- **REQUIREMENTS**:
Reproduce all the entries below with each occurrence of "Outlines" changed to "Contours" and everything else left unchanged. Leave the pictures out of your answer.

Data listing:
======

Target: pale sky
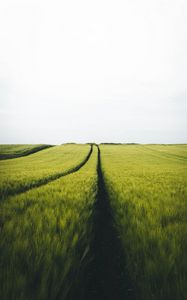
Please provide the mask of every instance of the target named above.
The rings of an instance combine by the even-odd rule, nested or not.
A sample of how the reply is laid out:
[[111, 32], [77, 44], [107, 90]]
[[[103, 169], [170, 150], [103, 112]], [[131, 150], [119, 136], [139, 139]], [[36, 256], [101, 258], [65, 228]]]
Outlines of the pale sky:
[[1, 0], [0, 143], [187, 142], [186, 0]]

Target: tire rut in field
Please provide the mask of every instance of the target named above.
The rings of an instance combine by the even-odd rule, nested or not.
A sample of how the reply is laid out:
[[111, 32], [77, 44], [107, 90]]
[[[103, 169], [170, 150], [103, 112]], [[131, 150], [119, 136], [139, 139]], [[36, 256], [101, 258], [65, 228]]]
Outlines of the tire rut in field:
[[133, 300], [125, 274], [125, 259], [114, 227], [98, 147], [98, 194], [94, 213], [93, 261], [87, 271], [84, 300]]
[[38, 188], [40, 186], [46, 185], [46, 184], [48, 184], [48, 183], [50, 183], [50, 182], [52, 182], [54, 180], [57, 180], [57, 179], [59, 179], [61, 177], [64, 177], [64, 176], [67, 176], [69, 174], [72, 174], [72, 173], [75, 173], [75, 172], [79, 171], [88, 162], [88, 160], [90, 159], [90, 156], [91, 156], [92, 152], [93, 152], [93, 145], [91, 144], [90, 145], [90, 150], [89, 150], [87, 156], [85, 157], [85, 159], [79, 165], [77, 165], [77, 166], [75, 166], [75, 167], [73, 167], [73, 168], [71, 168], [71, 169], [69, 169], [67, 171], [64, 171], [64, 172], [61, 172], [61, 173], [57, 173], [57, 174], [51, 175], [51, 176], [49, 176], [47, 178], [43, 178], [41, 180], [38, 180], [38, 181], [34, 182], [33, 184], [30, 184], [29, 186], [24, 186], [19, 191], [14, 191], [12, 193], [9, 192], [7, 195], [2, 196], [3, 200], [7, 199], [10, 196], [20, 195], [20, 194], [25, 193], [25, 192], [27, 192], [29, 190], [32, 190], [34, 188]]

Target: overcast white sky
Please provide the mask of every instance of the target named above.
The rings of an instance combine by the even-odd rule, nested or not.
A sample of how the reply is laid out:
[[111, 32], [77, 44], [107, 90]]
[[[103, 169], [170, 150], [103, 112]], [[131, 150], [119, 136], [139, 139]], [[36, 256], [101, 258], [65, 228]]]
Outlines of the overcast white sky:
[[184, 143], [186, 117], [186, 0], [1, 0], [0, 143]]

======

- **RESPONSE TO THIS EXERCISE**:
Target: pale sky
Please provide the mask of every instance of the target named above.
The rings of an instance combine by the even-odd rule, nested or not.
A sample of how the reply is laid out:
[[111, 32], [77, 44], [107, 90]]
[[[103, 169], [170, 150], [103, 112]], [[131, 150], [119, 136], [139, 139]], [[36, 256], [101, 258], [65, 228]]]
Contours of the pale sky:
[[1, 0], [0, 143], [187, 142], [186, 0]]

Target: tire rut in field
Please provide the mask of every instance of the target named above.
The rings of an instance combine by the even-odd rule, nested or not.
A sample of how the reply is laid out:
[[111, 32], [77, 44], [107, 90]]
[[[103, 169], [170, 150], [103, 112]], [[131, 150], [119, 136], [139, 139]], [[36, 256], [101, 258], [65, 228]]]
Contours of the tire rut in field:
[[133, 300], [125, 274], [125, 259], [114, 227], [98, 147], [98, 194], [94, 213], [93, 261], [87, 271], [84, 300]]
[[38, 188], [40, 186], [46, 185], [46, 184], [48, 184], [48, 183], [50, 183], [50, 182], [52, 182], [54, 180], [57, 180], [57, 179], [59, 179], [61, 177], [64, 177], [64, 176], [67, 176], [69, 174], [72, 174], [72, 173], [75, 173], [75, 172], [79, 171], [88, 162], [88, 160], [90, 159], [90, 156], [91, 156], [92, 152], [93, 152], [93, 145], [91, 144], [90, 145], [90, 150], [89, 150], [87, 156], [85, 157], [85, 159], [79, 165], [77, 165], [77, 166], [75, 166], [75, 167], [73, 167], [73, 168], [71, 168], [71, 169], [69, 169], [67, 171], [64, 171], [64, 172], [61, 172], [61, 173], [57, 173], [57, 174], [51, 175], [51, 176], [49, 176], [47, 178], [43, 178], [41, 180], [38, 180], [38, 181], [34, 182], [33, 184], [30, 184], [29, 186], [24, 186], [19, 191], [14, 191], [12, 193], [9, 192], [7, 195], [2, 196], [3, 200], [7, 199], [10, 196], [20, 195], [20, 194], [25, 193], [25, 192], [27, 192], [29, 190], [32, 190], [34, 188]]

Target: overcast white sky
Please provide the mask of every instance of the target named above.
The rings of an instance combine by the even-odd rule, nested or not.
A sample of how the reply is laid out:
[[111, 32], [77, 44], [107, 90]]
[[[103, 169], [170, 150], [103, 112]], [[131, 150], [119, 136], [139, 139]], [[36, 256], [101, 258], [65, 228]]]
Contours of the overcast white sky:
[[184, 143], [186, 117], [186, 0], [1, 0], [0, 143]]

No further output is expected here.